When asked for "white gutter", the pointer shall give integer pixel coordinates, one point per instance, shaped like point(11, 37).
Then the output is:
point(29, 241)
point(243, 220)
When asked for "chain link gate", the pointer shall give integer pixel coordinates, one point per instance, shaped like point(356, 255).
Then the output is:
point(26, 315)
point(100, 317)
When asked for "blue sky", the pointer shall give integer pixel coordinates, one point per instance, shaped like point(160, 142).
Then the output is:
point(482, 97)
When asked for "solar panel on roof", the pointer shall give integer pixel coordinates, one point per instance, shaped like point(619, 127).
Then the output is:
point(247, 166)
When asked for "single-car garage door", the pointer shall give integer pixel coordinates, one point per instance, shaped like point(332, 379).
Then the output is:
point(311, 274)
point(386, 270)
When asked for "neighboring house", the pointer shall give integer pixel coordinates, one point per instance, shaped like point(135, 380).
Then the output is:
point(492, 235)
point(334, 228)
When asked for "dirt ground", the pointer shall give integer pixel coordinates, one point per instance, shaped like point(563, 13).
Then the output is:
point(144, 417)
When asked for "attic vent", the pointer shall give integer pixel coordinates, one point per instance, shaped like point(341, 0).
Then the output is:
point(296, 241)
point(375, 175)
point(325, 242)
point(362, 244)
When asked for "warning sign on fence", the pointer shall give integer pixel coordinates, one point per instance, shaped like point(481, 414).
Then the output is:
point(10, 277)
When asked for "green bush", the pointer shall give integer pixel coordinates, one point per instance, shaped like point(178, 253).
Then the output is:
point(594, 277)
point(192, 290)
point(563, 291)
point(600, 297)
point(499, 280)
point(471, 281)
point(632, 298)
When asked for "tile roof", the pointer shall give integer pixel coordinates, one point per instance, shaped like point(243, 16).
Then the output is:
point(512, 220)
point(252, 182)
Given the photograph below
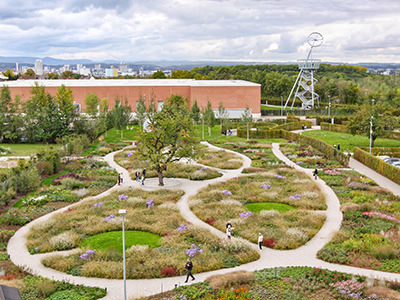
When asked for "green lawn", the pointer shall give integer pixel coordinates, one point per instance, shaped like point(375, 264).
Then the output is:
- - - - -
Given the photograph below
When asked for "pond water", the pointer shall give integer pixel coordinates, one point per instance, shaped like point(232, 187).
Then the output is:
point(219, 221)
- - - - -
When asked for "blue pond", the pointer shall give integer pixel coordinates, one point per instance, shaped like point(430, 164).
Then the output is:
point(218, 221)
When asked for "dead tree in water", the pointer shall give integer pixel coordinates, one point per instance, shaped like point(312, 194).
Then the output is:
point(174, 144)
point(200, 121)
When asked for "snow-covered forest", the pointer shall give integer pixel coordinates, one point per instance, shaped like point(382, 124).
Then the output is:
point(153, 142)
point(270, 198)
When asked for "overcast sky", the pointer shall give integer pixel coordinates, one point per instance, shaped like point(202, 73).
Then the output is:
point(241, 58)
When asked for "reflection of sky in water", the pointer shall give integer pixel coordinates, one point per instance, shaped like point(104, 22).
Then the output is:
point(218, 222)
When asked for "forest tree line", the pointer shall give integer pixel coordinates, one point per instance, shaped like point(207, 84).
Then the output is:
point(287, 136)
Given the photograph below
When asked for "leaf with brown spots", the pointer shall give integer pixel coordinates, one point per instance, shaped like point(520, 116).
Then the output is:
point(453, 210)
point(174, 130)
- - - - -
## What the task requires
Filter the data for the string "tree". Copy each matching line.

## Reply
When asked for "dead tree in water", the pointer shall give integer pixel coordinates, one point per instance, shaped like point(312, 194).
When asked for "forest tree line", the pointer shall give integer pixel coordinates, one point per instance, shaped like point(207, 84).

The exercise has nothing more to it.